*** Provided entries ***

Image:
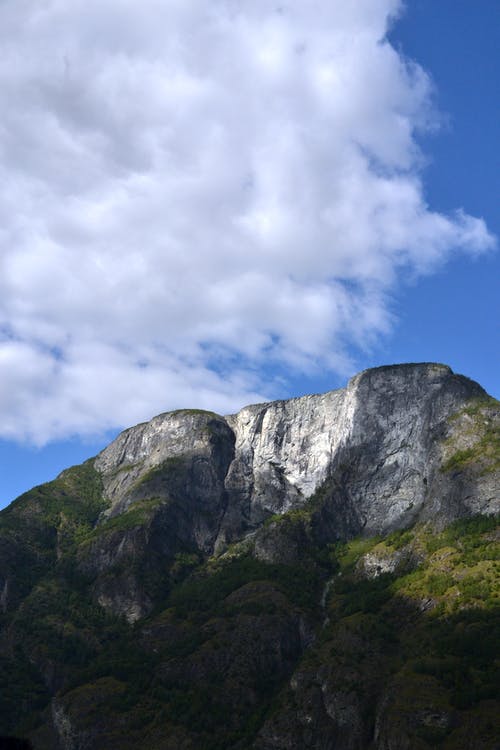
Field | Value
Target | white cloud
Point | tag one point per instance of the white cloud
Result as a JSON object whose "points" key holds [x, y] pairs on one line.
{"points": [[189, 190]]}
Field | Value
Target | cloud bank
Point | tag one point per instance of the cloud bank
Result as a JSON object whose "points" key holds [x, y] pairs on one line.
{"points": [[191, 192]]}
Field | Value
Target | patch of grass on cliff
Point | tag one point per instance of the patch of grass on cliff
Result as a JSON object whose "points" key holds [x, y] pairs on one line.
{"points": [[485, 451], [205, 592], [137, 514], [59, 513]]}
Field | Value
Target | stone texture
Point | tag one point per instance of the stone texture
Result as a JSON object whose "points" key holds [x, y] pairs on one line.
{"points": [[378, 442]]}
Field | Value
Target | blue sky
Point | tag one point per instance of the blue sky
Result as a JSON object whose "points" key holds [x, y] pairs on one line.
{"points": [[90, 256]]}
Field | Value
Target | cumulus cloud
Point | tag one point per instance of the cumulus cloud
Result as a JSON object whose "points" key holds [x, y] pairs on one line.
{"points": [[190, 191]]}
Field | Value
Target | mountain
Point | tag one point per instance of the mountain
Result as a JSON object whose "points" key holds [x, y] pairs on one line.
{"points": [[313, 573]]}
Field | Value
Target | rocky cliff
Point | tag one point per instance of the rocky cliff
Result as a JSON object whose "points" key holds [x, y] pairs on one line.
{"points": [[204, 548]]}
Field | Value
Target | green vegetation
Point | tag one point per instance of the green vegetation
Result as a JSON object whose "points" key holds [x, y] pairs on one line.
{"points": [[479, 423], [214, 659]]}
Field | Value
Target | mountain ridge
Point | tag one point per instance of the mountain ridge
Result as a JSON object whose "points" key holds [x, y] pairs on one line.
{"points": [[203, 564]]}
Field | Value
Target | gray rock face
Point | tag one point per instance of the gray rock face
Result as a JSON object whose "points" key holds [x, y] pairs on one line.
{"points": [[381, 436], [375, 449]]}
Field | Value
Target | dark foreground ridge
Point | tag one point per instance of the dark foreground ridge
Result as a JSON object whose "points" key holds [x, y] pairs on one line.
{"points": [[315, 573]]}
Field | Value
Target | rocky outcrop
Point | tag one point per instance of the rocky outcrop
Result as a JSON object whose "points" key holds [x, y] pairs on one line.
{"points": [[379, 442], [277, 578]]}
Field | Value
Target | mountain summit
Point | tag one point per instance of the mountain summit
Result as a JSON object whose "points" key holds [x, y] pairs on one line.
{"points": [[198, 565]]}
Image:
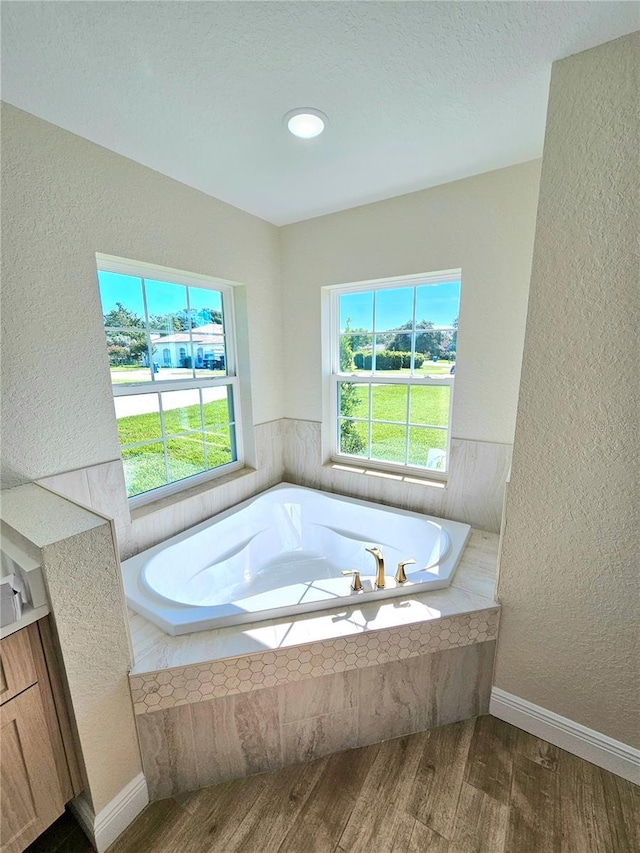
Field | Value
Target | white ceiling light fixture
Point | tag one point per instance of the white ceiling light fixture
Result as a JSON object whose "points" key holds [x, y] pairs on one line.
{"points": [[305, 122]]}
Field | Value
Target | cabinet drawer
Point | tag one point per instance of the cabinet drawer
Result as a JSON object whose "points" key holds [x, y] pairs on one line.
{"points": [[31, 798], [17, 667]]}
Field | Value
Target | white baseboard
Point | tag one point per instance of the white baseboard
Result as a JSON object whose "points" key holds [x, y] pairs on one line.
{"points": [[593, 746], [103, 828]]}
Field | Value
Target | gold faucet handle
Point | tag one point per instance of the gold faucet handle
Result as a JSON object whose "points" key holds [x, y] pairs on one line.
{"points": [[356, 586], [400, 575]]}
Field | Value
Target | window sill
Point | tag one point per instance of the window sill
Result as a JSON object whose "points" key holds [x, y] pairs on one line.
{"points": [[380, 473], [187, 494]]}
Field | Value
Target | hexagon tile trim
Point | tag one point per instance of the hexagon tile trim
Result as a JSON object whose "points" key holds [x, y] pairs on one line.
{"points": [[162, 689]]}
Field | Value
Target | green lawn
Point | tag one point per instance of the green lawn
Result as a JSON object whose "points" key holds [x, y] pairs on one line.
{"points": [[429, 407], [187, 454]]}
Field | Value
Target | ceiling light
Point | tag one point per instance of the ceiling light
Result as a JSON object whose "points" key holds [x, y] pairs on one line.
{"points": [[306, 122]]}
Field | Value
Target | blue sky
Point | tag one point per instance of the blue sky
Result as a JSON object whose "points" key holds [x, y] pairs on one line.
{"points": [[162, 297], [438, 303]]}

***

◆ **Exercise goal**
Copy the records exactly. Skip the pictures.

◆ **Final result**
Image:
Field | Value
Target | white cloud
Point | tag one point per instance of the white cloud
Result as a JSON object whose "points" key holds [x, y] pairs on one line.
{"points": [[189, 190]]}
Field | Value
Target | cloud bank
Point | tag one point per instance of the cloud bank
Result as a JSON object whose "points" key holds [x, y] pairs on one line.
{"points": [[191, 192]]}
Field | Value
Target | patch of grass on cliff
Point | tag one point per instance of the patch of grass on cliff
Result as a JSON object whose "points" key holds [x, y] pairs on one line.
{"points": [[485, 451], [205, 592], [137, 514], [59, 513]]}
Field | Value
Target | stone texture
Point | tag one point per instance of the stone texture
Result as a JSON object whose "points" key holds [x, y] pairs on one line.
{"points": [[378, 442]]}
Field | Value
Target | blue sky
Point | tag one point per instance of the blue sky
Result as a JSON object whose "points" key holds [x, y] pairs on one line.
{"points": [[90, 256]]}
Field | Value
Target | cumulus cloud
Point | tag one point per instance of the cumulus cloud
Result as a JSON object whose "points" key holds [x, y] pairs on one line.
{"points": [[190, 191]]}
Field | Value
Target | mountain
Point | tag one point per instance of the mountain
Result as a JSON object whose "points" key holds [x, y] pairs on one line.
{"points": [[313, 573]]}
Field | Value
Target | rocky cliff
Point | tag one point per instance of the rocky cliff
Result as a JSON object whose "points" key holds [x, y] pairs on one line.
{"points": [[204, 548]]}
Field | Value
Target | green vegetation
Point | tag one point per instance of the green vegetation
Result as a JSON object whose "points" key holds [x, y] pairs on one line.
{"points": [[479, 423], [214, 659]]}
Field | Value
Target | mountain ridge
Point | tag one point per instance of the mountain ridge
Result as a JSON object whose "points" key holds [x, y] pairs on one line.
{"points": [[203, 564]]}
Field | Value
Target | gray rock face
Point | tag one point per instance of the gray rock face
Result as a JSON object whose "points" key holds [x, y] pairs on one line.
{"points": [[381, 436], [375, 449]]}
Field | Value
Target | dark foreground ridge
Point | tag one point per instance of the dark foreground ridge
Result as a JSON object whose "points" key holds [x, y] pairs on one line.
{"points": [[315, 573]]}
Field | Value
Target | rocky outcrop
Point | tag one point per instance of the rocky outcrop
Result as a JSON object whose "points" key holds [x, y] pairs on one line.
{"points": [[379, 442], [277, 578]]}
Field | Value
Target | mountain summit
Point | tag one point per instance of the mountain summit
Result as a JSON object whose "points" key holds [x, y] pairs on one line.
{"points": [[198, 565]]}
Image:
Field | Value
Target | white ceiling light fixture
Point | tag one point per instance of the white ceiling light fixture
Result as a JSON object whose "points" key holds [x, y] pairs on one line.
{"points": [[305, 122]]}
Field | Value
Target | cabinet drawer
Point | tag one point per instance of the cabinet drawer
Result as a JSON object whose "points" key holds [x, y] pairs on one line.
{"points": [[31, 798], [17, 667]]}
Field | Value
Target | white baseboard
Point | tag one point per instance of the white baseboard
Result as a JSON object whose "points" key holds [x, y] pairs on one line.
{"points": [[593, 746], [103, 828]]}
Field | Value
Target | gold faucet handle
Point | tag one point per instance of the gold faucet handle
Result as a JSON object whose "points" key holds [x, y] pairs on one line.
{"points": [[356, 586], [400, 575]]}
Field | Value
Target | window sill
Point | tag one point per instance of the window sill
Result as a JSON object whose "points" key holds [x, y] pairs on one line.
{"points": [[380, 473], [187, 494]]}
Field | Value
Target | hexagon tile trim
Point | tag one point per instance of the hexagon tile trim
Result as a JSON object whose "points" key holds [x, y] pairs on one line.
{"points": [[162, 689]]}
Field | Value
Target | green lawn
Point | tag one point per instance of the green lawn
Result as a JSON object whose "points" key holds [x, y] pairs on one line.
{"points": [[429, 407], [187, 454]]}
Field | Value
Target | ceiling light
Point | tag one point per instance of the ceiling light
Result as a JSON object whose "points" key holds [x, y] pairs on one line.
{"points": [[306, 122]]}
Field | Value
Target | blue sky
Point | tag one point per instance of the blue sky
Result as a JSON object whose "points" key holds [x, y] pairs on one line.
{"points": [[162, 297], [438, 303]]}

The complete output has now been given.